**EXTRAIT DU DOCUMENT**
========

Enfin, il y a bien quelque habileté de réquisitoire et quelque artifice de polémique à faire peser surtout sur les Girondins la responsabilité des journées de septembre ; mais, n’était-ce pas prendre, devant la France et devant le monde, l’engagement que ces crimes ne se renouvelleraient plus ?

« Aucun de ceux qui avaient combattu le 10 août ne fut épargné, la Révolution fut flétrie dans la personne de ses défenseurs, et, de tous les tableaux consolants qu’offraient ces jours prodigieux, la malignité n’offrit au peuple français que ceux de septembre : tableaux déplorables, sans doute ; mais on ne donna point de larmes au sang qu’avait versé la cour ! Et vous aussi, vous avez été terribles aux assassins du 2 septembre ! et qui donc avaient plus de droit de s’en porter les accusateurs inflexibles, ou de ceux, qui dans ce temps-là jouissaient de l’autorité et répondaient seuls de l’ordre public et de la vie des citoyens, ou de nous tous, qui arrivions désintéressés de nos déserts ? Pétion et Manuel étaient alors les magistrats de Paris. Ils répondaient à quelqu’un qui leur conseillait d’aller aux prisons qu’ils ne voulaient point risquer leur popularité. Celui qui voit égorger sans pitié est plus cruel que celui qui tue. »

========

Recopiez mot pour mot l'intégralité de l'extrait ci-dessus sur les journées de septembre.

**DONNÉES ENREGISTRÉES**
========

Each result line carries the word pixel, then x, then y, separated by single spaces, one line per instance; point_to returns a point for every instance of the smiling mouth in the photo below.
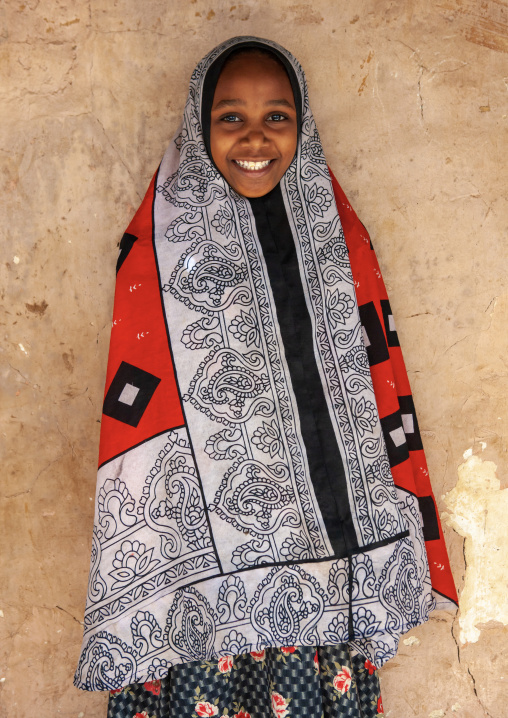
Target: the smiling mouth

========

**RÉPONSE FINALE**
Enfin, il y a bien quelque habileté de réquisitoire et quelque artifice de polémique à faire peser surtout sur les Girondins la responsabilité des journées de septembre ; mais, n’était-ce pas prendre, devant la France et devant le monde, l’engagement que ces crimes ne se renouvelleraient plus ?

« Aucun de ceux qui avaient combattu le 10 août ne fut épargné, la Révolution fut flétrie dans la personne de ses défenseurs, et, de tous les tableaux consolants qu’offraient ces jours prodigieux, la malignité n’offrit au peuple français que ceux de septembre : tableaux déplorables, sans doute ; mais on ne donna point de larmes au sang qu’avait versé la cour ! Et vous aussi, vous avez été terribles aux assassins du 2 septembre ! et qui donc avaient plus de droit de s’en porter les accusateurs inflexibles, ou de ceux, qui dans ce temps-là jouissaient de l’autorité et répondaient seuls de l’ordre public et de la vie des citoyens, ou de nous tous, qui arrivions désintéressés de nos déserts ? Pétion et Manuel étaient alors les magistrats de Paris. Ils répondaient à quelqu’un qui leur conseillait d’aller aux prisons qu’ils ne voulaient point risquer leur popularité. Celui qui voit égorger sans pitié est plus cruel que celui qui tue. »